[Pointing records]
====

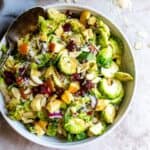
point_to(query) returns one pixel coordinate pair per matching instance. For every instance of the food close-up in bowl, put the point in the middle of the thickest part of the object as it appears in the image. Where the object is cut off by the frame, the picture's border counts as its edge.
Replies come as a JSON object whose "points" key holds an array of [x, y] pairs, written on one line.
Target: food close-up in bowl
{"points": [[66, 78]]}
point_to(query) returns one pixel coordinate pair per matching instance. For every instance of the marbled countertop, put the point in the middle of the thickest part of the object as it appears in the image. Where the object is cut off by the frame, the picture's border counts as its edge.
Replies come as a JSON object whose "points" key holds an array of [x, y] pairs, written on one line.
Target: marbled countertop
{"points": [[134, 131]]}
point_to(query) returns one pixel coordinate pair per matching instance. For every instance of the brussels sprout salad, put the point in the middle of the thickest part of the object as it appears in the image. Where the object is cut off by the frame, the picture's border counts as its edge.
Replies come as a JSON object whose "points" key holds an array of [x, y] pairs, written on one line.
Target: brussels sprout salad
{"points": [[65, 79]]}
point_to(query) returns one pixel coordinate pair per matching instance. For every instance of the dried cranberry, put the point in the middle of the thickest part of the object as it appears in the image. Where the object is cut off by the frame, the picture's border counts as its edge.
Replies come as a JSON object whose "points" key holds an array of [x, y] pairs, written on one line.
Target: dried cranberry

====

THE REQUEST: Turn every line of the rows above into a numbered list, skipping any blank lines. Leave the pictures out.

RESULT FOR THIS EXERCISE:
1. point_to(query) returns one pixel coordinate pair per matching instance. For every instance of the food close-up in bowl, put the point in the middle of the thickest part of the object as it appears in the image. Where the object is cut off by the frame, the picture's border counts as its edge.
2. Replies come as a JSON object whose "points" key holds an array of [x, y] pairs, written on one line.
3. Target: food close-up in bowl
4. {"points": [[66, 78]]}
5. point_to(query) returns one pixel coordinate pair per matching instance. For every instance of the marbled countertop, put the point in the middle of the thickest part of the object as it appears in the image. Where the object is cut off by the frame, the picture's border counts as its edge.
6. Replies come as a JSON object whose "points" key holds an array of [x, y] pairs, written on one line.
7. Target: marbled countertop
8. {"points": [[134, 131]]}
9. point_to(query) returns one pixel coordinate pair per matching instance. For every instance of the brussels sprout salad, put the point in the middle of the thickest part of the object as it appears in the image. Where the object is cut off by the frame, the picture's border counts as its edge.
10. Replies come as a JSON object whose "points" key holds an array of [x, y] pairs, written on one line.
11. Target: brussels sprout salad
12. {"points": [[65, 79]]}
13. point_to(query) returns one pixel coordinate pair per matching instance. For every instance of the dried cranberry, put the point in the middle of the thickest part of the object as it appears in the image. Where the object is cut off by the frame, the picture's border counts as its edge.
14. Replies come as a JSON object whose "points" key holds an array of [x, y] pairs, written on one line.
15. Target: dried cranberry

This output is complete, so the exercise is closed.